* **Exercise material**
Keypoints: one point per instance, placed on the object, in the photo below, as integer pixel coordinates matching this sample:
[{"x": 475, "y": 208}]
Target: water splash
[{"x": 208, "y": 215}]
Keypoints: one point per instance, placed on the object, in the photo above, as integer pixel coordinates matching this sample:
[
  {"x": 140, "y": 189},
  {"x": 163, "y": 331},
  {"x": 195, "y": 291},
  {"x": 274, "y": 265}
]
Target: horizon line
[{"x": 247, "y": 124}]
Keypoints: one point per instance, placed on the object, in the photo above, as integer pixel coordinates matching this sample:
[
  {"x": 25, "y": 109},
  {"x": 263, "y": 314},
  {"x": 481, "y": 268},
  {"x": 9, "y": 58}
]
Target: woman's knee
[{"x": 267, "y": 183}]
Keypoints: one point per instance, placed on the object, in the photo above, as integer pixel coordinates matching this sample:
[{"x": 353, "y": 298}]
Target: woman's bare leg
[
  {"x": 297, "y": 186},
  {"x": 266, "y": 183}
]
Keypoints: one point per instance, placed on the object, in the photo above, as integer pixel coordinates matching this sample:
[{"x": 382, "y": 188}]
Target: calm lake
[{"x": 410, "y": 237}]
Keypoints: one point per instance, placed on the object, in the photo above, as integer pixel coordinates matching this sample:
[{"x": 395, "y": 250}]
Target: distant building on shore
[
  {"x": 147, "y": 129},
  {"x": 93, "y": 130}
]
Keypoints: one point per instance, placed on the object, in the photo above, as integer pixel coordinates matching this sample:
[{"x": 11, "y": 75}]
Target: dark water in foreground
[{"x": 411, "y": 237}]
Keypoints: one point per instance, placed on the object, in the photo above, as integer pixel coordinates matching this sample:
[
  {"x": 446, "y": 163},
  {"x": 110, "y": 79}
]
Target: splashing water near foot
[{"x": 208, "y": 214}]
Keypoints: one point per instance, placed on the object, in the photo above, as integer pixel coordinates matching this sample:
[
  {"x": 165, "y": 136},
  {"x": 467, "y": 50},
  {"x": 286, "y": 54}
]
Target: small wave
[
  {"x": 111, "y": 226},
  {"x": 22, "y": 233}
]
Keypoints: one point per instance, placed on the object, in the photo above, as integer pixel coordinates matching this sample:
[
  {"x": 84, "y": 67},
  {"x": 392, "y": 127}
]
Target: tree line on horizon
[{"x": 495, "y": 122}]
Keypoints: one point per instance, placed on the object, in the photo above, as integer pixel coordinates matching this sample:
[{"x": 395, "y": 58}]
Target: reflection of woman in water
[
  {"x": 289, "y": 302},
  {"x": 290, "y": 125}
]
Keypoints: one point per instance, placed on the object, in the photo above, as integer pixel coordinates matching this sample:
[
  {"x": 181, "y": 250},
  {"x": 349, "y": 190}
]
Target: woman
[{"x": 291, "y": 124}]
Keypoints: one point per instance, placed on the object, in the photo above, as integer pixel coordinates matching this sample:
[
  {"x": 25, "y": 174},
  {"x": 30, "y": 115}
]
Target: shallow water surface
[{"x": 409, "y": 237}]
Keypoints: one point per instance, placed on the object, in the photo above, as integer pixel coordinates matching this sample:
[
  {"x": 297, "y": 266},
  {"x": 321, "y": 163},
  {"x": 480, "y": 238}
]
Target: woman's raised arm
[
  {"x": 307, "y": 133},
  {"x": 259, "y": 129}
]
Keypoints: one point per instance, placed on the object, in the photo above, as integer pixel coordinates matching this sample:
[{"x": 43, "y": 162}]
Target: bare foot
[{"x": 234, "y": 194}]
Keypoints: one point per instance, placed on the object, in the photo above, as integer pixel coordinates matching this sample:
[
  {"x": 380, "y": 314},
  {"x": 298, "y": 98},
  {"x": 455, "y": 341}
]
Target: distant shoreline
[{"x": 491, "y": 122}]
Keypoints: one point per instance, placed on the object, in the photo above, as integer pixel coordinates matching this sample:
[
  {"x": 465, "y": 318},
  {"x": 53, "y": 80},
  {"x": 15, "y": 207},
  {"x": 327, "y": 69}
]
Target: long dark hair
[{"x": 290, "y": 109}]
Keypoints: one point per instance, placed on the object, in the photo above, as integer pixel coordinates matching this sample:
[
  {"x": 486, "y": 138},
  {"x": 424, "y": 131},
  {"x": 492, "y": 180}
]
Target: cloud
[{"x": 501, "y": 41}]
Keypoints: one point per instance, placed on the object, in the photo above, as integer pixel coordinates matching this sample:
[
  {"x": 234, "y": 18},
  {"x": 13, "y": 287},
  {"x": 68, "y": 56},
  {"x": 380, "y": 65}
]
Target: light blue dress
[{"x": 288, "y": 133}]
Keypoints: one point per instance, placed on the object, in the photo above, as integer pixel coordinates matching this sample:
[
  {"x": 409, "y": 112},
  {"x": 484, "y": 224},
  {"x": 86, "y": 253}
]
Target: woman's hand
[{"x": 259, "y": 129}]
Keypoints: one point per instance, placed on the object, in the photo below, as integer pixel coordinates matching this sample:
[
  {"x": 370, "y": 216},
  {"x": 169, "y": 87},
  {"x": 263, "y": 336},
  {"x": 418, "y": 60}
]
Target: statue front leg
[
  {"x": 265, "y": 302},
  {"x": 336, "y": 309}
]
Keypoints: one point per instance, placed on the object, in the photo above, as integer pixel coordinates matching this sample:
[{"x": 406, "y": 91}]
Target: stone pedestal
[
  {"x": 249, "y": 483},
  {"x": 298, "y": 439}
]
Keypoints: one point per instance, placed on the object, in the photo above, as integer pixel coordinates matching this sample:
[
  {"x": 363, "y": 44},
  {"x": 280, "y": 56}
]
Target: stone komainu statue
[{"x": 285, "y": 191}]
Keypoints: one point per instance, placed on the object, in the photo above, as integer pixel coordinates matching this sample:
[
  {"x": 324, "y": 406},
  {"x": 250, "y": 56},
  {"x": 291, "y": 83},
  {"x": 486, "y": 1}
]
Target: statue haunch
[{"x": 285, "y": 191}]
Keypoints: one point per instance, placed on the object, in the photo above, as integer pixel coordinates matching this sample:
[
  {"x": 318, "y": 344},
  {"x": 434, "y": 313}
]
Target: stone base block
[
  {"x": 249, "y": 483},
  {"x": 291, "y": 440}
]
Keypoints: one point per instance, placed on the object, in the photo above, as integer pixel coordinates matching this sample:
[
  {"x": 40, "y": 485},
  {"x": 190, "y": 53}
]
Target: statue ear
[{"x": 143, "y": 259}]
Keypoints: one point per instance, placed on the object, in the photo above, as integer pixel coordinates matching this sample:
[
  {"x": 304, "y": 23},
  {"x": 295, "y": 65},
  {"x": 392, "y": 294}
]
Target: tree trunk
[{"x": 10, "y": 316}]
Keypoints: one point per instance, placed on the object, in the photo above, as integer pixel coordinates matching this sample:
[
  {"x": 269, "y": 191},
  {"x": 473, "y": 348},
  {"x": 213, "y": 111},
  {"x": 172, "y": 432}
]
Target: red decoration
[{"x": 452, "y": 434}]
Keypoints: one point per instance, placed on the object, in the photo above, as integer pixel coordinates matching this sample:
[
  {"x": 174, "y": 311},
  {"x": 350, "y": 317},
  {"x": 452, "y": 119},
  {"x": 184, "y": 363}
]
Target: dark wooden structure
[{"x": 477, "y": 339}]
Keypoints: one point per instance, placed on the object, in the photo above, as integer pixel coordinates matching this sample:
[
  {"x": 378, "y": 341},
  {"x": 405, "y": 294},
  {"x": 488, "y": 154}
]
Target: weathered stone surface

* **Problem statement**
The records need to be reproduced in their entirety, word for word.

* **Response for this exercise**
Keypoints: one point per instance, placed on the object, in the photo below, as integer pixel coordinates matching this sample:
[{"x": 475, "y": 208}]
Target: water splash
[{"x": 208, "y": 215}]
Keypoints: one point per instance, placed on the object, in the photo above, as integer pixel coordinates matching this sample:
[
  {"x": 140, "y": 189},
  {"x": 163, "y": 331},
  {"x": 195, "y": 291},
  {"x": 274, "y": 265}
]
Target: horizon line
[{"x": 247, "y": 124}]
Keypoints: one point per instance, placed on the object, in the photo above, as integer pixel coordinates matching this sample:
[
  {"x": 25, "y": 109},
  {"x": 263, "y": 314},
  {"x": 481, "y": 268},
  {"x": 9, "y": 58}
]
Target: woman's knee
[{"x": 267, "y": 183}]
Keypoints: one point per instance, placed on the object, in the photo above, as integer pixel coordinates matching this sample:
[{"x": 353, "y": 298}]
Target: woman's bare leg
[
  {"x": 297, "y": 186},
  {"x": 266, "y": 183}
]
Keypoints: one point per instance, placed on the object, in the photo above, as integer pixel coordinates matching this sample:
[{"x": 382, "y": 188}]
Target: calm lake
[{"x": 410, "y": 237}]
Keypoints: one point per instance, placed on the object, in the photo above, as integer pixel coordinates matching this sample:
[{"x": 395, "y": 250}]
Target: distant building on shore
[
  {"x": 147, "y": 129},
  {"x": 93, "y": 130}
]
Keypoints: one point per instance, placed on the object, in the photo above, as integer pixel coordinates matching this sample:
[{"x": 11, "y": 75}]
Target: dark water in foreground
[{"x": 411, "y": 237}]
Keypoints: one point per instance, placed on the object, in the photo above, as integer pixel coordinates matching this sample:
[
  {"x": 446, "y": 163},
  {"x": 110, "y": 79}
]
Target: splashing water near foot
[{"x": 208, "y": 214}]
Keypoints: one point per instance, placed on the object, in the photo above, as integer pixel coordinates matching this sample:
[
  {"x": 165, "y": 136},
  {"x": 467, "y": 50},
  {"x": 286, "y": 54}
]
Target: small wave
[
  {"x": 111, "y": 226},
  {"x": 22, "y": 233}
]
Keypoints: one point per instance, placed on the object, in the photo above, as integer pixel coordinates matching this sample:
[
  {"x": 84, "y": 67},
  {"x": 392, "y": 127}
]
Target: tree line on horizon
[{"x": 495, "y": 122}]
Keypoints: one point per instance, placed on the object, in the photo above, as integer pixel coordinates matching this sample:
[{"x": 395, "y": 58}]
Target: reflection of woman in water
[
  {"x": 289, "y": 302},
  {"x": 290, "y": 125}
]
Keypoints: one point per instance, placed on the object, in the photo above, as integer pixel coordinates matching this sample:
[
  {"x": 181, "y": 250},
  {"x": 349, "y": 190}
]
Target: woman
[{"x": 291, "y": 124}]
Keypoints: one point per instance, placed on the object, in the photo above, as integer pixel coordinates matching this sample:
[
  {"x": 25, "y": 174},
  {"x": 30, "y": 115}
]
Target: shallow water surface
[{"x": 409, "y": 237}]
Keypoints: one point per instance, placed on the object, in the photo above, as integer pixel coordinates matching this sample:
[
  {"x": 297, "y": 266},
  {"x": 321, "y": 163},
  {"x": 480, "y": 238}
]
Target: woman's raised arm
[
  {"x": 307, "y": 133},
  {"x": 259, "y": 129}
]
Keypoints: one point per instance, placed on the object, in the photo above, as integer pixel coordinates matching this sample:
[{"x": 43, "y": 162}]
Target: bare foot
[{"x": 234, "y": 194}]
Keypoints: one point per instance, placed on the object, in the photo above, as integer pixel coordinates matching this sample:
[
  {"x": 380, "y": 314},
  {"x": 298, "y": 98},
  {"x": 455, "y": 341}
]
Target: distant shoreline
[{"x": 491, "y": 122}]
Keypoints: one point per instance, placed on the object, in the photo above, as integer pixel coordinates matching this sample:
[
  {"x": 465, "y": 318},
  {"x": 53, "y": 80},
  {"x": 15, "y": 207},
  {"x": 327, "y": 69}
]
Target: long dark hair
[{"x": 290, "y": 109}]
Keypoints: one point per instance, placed on the object, in the photo above, as integer pixel coordinates matching this sample:
[
  {"x": 486, "y": 138},
  {"x": 424, "y": 131},
  {"x": 492, "y": 180}
]
Target: cloud
[{"x": 501, "y": 41}]
Keypoints: one point per instance, placed on the object, in the photo above, as integer pixel coordinates matching this sample:
[
  {"x": 234, "y": 18},
  {"x": 13, "y": 287},
  {"x": 68, "y": 56},
  {"x": 380, "y": 65}
]
Target: light blue dress
[{"x": 288, "y": 133}]
Keypoints: one point per instance, placed on the object, in the photo above, as integer pixel coordinates matching this sample:
[
  {"x": 409, "y": 112},
  {"x": 484, "y": 224},
  {"x": 86, "y": 253}
]
Target: woman's hand
[{"x": 259, "y": 129}]
Keypoints: one point per instance, placed on the object, in the photo below, as integer pixel coordinates matching this sample:
[
  {"x": 370, "y": 216},
  {"x": 169, "y": 87},
  {"x": 263, "y": 336},
  {"x": 418, "y": 60}
]
Target: statue front leg
[
  {"x": 265, "y": 302},
  {"x": 336, "y": 309}
]
Keypoints: one point per instance, placed on the object, in the photo above, as integer pixel coordinates matching this sample:
[{"x": 406, "y": 91}]
Target: stone pedestal
[
  {"x": 249, "y": 483},
  {"x": 298, "y": 439}
]
Keypoints: one point per instance, placed on the object, in the photo above, as integer pixel coordinates matching this sample:
[
  {"x": 363, "y": 44},
  {"x": 280, "y": 56}
]
Target: stone komainu statue
[{"x": 285, "y": 191}]
Keypoints: one point per instance, placed on the object, in the photo above, as integer pixel coordinates matching this sample:
[
  {"x": 324, "y": 406},
  {"x": 250, "y": 56},
  {"x": 291, "y": 83},
  {"x": 486, "y": 1}
]
Target: statue haunch
[{"x": 285, "y": 191}]
Keypoints: one point per instance, placed on the object, in the photo above, as integer pixel coordinates matching this sample:
[
  {"x": 318, "y": 344},
  {"x": 434, "y": 313}
]
Target: stone base block
[
  {"x": 249, "y": 483},
  {"x": 291, "y": 440}
]
Keypoints: one point per instance, placed on the object, in the photo above, as integer pixel coordinates matching this sample:
[
  {"x": 40, "y": 485},
  {"x": 190, "y": 53}
]
Target: statue ear
[{"x": 143, "y": 259}]
Keypoints: one point per instance, placed on the object, in the photo above, as integer pixel coordinates matching this sample:
[
  {"x": 304, "y": 23},
  {"x": 295, "y": 65},
  {"x": 392, "y": 294}
]
Target: tree trunk
[{"x": 10, "y": 316}]
Keypoints: one point per instance, placed on the object, in the photo above, as integer pixel coordinates matching this sample:
[
  {"x": 269, "y": 191},
  {"x": 473, "y": 348},
  {"x": 213, "y": 111},
  {"x": 172, "y": 432}
]
Target: red decoration
[{"x": 452, "y": 434}]
Keypoints: one point per instance, placed on the object, in the photo above, as integer pixel coordinates matching this sample:
[
  {"x": 174, "y": 311},
  {"x": 350, "y": 317},
  {"x": 452, "y": 119},
  {"x": 184, "y": 363}
]
Target: dark wooden structure
[{"x": 477, "y": 339}]
Keypoints: one point per instance, placed on the object, in the photo above, as integer pixel coordinates matching this sample:
[
  {"x": 378, "y": 341},
  {"x": 405, "y": 294},
  {"x": 488, "y": 154}
]
Target: weathered stone surface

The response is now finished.